→ **Instructions for the task**
Please recast every line of the listing below as a Markdown table with the columns Row and Line, numbering the rows and leaving out blank lines.

╭─ Available data

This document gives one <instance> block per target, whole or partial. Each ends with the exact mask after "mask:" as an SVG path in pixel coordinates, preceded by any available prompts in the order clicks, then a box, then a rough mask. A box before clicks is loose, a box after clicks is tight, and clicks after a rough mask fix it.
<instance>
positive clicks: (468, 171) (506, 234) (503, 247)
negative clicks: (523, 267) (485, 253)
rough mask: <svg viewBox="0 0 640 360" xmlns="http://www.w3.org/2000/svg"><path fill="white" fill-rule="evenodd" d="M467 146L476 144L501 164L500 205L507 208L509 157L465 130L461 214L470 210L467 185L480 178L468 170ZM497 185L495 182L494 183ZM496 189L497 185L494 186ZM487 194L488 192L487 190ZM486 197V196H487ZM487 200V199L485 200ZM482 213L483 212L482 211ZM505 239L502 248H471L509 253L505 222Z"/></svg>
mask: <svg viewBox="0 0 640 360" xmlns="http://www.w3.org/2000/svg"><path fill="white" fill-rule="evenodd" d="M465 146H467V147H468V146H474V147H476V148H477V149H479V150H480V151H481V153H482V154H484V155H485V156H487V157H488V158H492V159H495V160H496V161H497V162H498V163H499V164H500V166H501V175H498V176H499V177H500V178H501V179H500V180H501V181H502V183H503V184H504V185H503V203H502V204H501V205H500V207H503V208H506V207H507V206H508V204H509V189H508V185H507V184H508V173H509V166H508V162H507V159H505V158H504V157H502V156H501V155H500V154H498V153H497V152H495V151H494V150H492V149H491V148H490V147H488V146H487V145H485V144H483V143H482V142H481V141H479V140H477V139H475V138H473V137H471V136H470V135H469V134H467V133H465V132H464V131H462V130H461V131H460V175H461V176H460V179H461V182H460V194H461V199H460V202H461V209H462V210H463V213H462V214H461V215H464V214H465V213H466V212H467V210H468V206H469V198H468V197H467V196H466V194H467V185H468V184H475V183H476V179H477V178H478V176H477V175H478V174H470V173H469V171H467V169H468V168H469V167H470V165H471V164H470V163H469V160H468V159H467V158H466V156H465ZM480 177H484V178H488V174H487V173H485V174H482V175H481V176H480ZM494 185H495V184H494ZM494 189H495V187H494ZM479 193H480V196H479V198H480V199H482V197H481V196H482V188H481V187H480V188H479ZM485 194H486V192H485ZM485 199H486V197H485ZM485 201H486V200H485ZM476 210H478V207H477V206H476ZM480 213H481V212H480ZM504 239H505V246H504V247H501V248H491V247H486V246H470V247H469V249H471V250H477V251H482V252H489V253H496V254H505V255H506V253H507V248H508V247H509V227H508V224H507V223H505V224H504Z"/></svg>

╰─

→ **Result below**
| Row | Line |
|---|---|
| 1 | This document gives one <instance> block per target, whole or partial. Each ends with the exact mask after "mask:" as an SVG path in pixel coordinates, preceded by any available prompts in the order clicks, then a box, then a rough mask. A box before clicks is loose, a box after clicks is tight, and clicks after a rough mask fix it. |
| 2 | <instance> |
| 3 | positive clicks: (468, 171) (506, 234) (503, 247) |
| 4 | negative clicks: (523, 267) (485, 253) |
| 5 | rough mask: <svg viewBox="0 0 640 360" xmlns="http://www.w3.org/2000/svg"><path fill="white" fill-rule="evenodd" d="M467 146L476 144L501 164L500 205L507 208L509 157L465 130L461 214L470 210L467 185L480 178L468 170ZM497 185L495 182L494 183ZM496 189L497 185L494 186ZM487 194L488 192L487 190ZM486 197V196H487ZM487 200V199L485 200ZM482 213L483 212L482 211ZM505 239L502 248H471L509 253L505 222Z"/></svg> |
| 6 | mask: <svg viewBox="0 0 640 360" xmlns="http://www.w3.org/2000/svg"><path fill="white" fill-rule="evenodd" d="M465 146H467V147H468V146H474V147H476V148H477V149H479V150H480V151H481V153H482V154H484V155H485V156H487V157H488V158H492V159H495V160H496V161H497V162H498V163H499V164H500V166H501V175H498V176H499V177H500V178H501V179H500V180H501V181H502V183H503V184H504V185H503V203H502V204H501V205H500V207H503V208H506V207H507V206H508V204H509V189H508V185H507V184H508V173H509V166H508V162H507V159H505V158H504V157H502V156H501V155H500V154H498V153H497V152H495V151H494V150H492V149H491V148H490V147H488V146H487V145H485V144H483V143H482V142H481V141H479V140H477V139H475V138H473V137H471V136H470V135H469V134H467V133H465V132H464V131H462V130H461V131H460V175H461V176H460V179H461V182H460V194H461V199H460V202H461V209H462V210H463V213H462V214H461V215H464V214H465V213H466V212H467V210H468V206H469V198H468V197H467V196H466V194H467V185H468V184H475V183H476V179H477V178H478V176H477V175H478V174H470V173H469V171H467V169H468V168H469V167H470V165H471V164H470V163H469V160H468V159H467V158H466V156H465ZM480 177H484V178H488V174H487V173H485V174H482V175H481V176H480ZM494 185H495V184H494ZM494 189H495V187H494ZM479 193H480V196H479V198H480V199H482V197H481V196H482V188H481V187H480V188H479ZM485 194H486V192H485ZM485 199H486V197H485ZM485 201H486V200H485ZM476 210H478V207H477V206H476ZM480 213H481V212H480ZM504 239H505V246H504V247H501V248H491V247H486V246H470V247H469V249H471V250H477V251H482V252H489V253H496V254H505V255H506V253H507V248H508V247H509V227H508V224H507V223H505V224H504Z"/></svg> |